— Start Selected text —

A beautifully told story with colorful characters out of epic tradition, a tight and complex plot, and solid pacing. -- Booklist, starred review of On the Razor's Edge

Great writing, vivid scenarios, and thoughtful commentary ... the stories will linger after the last page is turned. -- Publisher's Weekly, on Captive Dreams

Thursday, September 4, 2014

The Ships That Sail the Air

Every writer of fantasy and science fiction is either Irish or ought to be, as there is something SFnal about the Irish imagination. In the Annals of Ulster, Annals of Tigernach, Annals of Clonmacnoise, and the Annals of the Four Masters, as well as in some manuscripts of the Lebar Gábala there is an odd story about ships sailing in the sky in (depending on which annal) the year 743, 744, or 748.  The Annals of Ulster, for example, state laconically that “Ships with their crews were seen in the air.” (The entry is for 749, but the annals were one year ahead at that point.) This is replicated in the Four Masters at 743 as "Ships with their crews, were plainly seen in the sky this year." It's listed right after "Congal, son of Eigneach, lord of the Airtheara, was slain at Rath Esclair, by Donnboo, son of Cubreatan." One of those two notes was more of a stop-the-presses man-bites-dog kind of thing, and TOF does not mean the Fell Deed of Donnboo, which TOF cannot even write without giggling. What a name for a barbarian hero. Donnboo. But we digress.

Like all good writers, the annalist leaves the reader wanting to know more.  Ships in the air? And their crews? WTF? Early medieval zeppelins? UFOs?

An account in the Book of Ballymote states regarding Congalach, a tenth-century high king of Ireland:
Congalach son of Mael Mithig was at the assembly of Tailtiu one day when he saw a ship moving through the air. Then one of them [i.e. the ship's crew] cast a spear at a salmon, so that it came down in front of the assembly. A man from the ship came after it. When he seized one end of it from above, a man seized it from below. "You are drowning me!" said the man aloft. "Let him go," said Congalach. Then he is released, and swims upward away from them.

There is a marvelous invention here: That the atmosphere is an ocean and the ground is the bottom of a sea, and all earthly things are like reefs and fish. Then aliens come along for the fishing and one of them is almost drowned by a curious earthling holding on to the end of a fishing spear, until the wise ard ri bids him let go to save the alien's life. A brief, but satisfying story of first contact.

This version was recounted in the poem De mirabilibus Hibernie (On the Wonders of Ireland), by Bishop Patrick of Dublin (1074-84) as the nineteenth marvel De naui que uisa est in aere, “Of a ship glimpsed in the air.” The bishop writes:
A king of the Irish once attended an assembly
With quite a crowd, a thousand in beautiful order.
They see a sudden ship sail the sky,
And someone who casts a spear after fish:
It struck the ground, and swimming he retrieved it.
Who can hear of this without praising the Lord above?

— End Selected text —
— Start Data —

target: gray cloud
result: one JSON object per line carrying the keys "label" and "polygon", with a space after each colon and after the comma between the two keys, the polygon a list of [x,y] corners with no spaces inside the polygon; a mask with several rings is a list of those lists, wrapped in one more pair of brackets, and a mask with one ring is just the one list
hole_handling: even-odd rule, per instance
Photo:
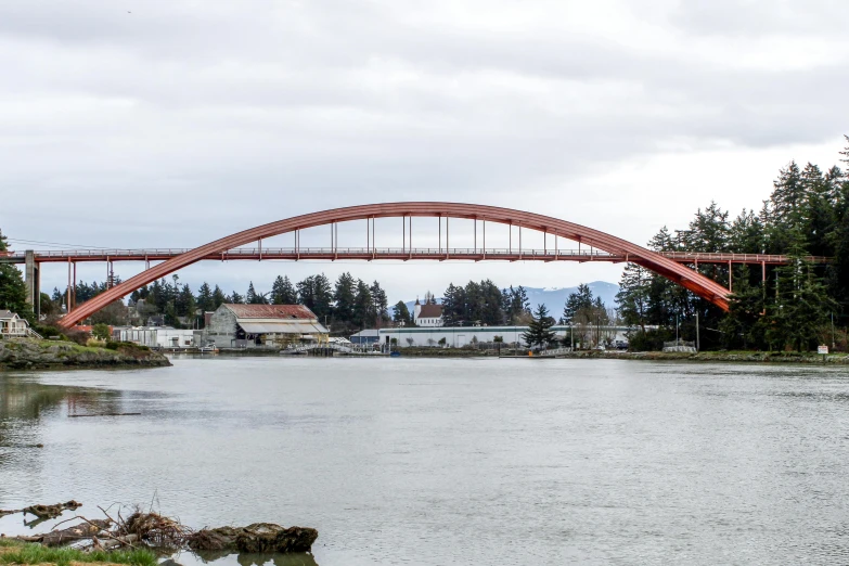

— End Data —

What this exercise asks ->
(a) In the post on ships in the air, who wrote the poem De mirabilibus Hibernie?
(b) From the post on ships in the air, return word for word the passage from "This version was" to "in beautiful order.".
The lines have nothing to do with any of this.

Answer list ->
(a) Bishop Patrick of Dublin

(b)
This version was recounted in the poem De mirabilibus Hibernie (On the Wonders of Ireland), by Bishop Patrick of Dublin (1074-84) as the nineteenth marvel De naui que uisa est in aere, “Of a ship glimpsed in the air.” The bishop writes:
A king of the Irish once attended an assembly
With quite a crowd, a thousand in beautiful order.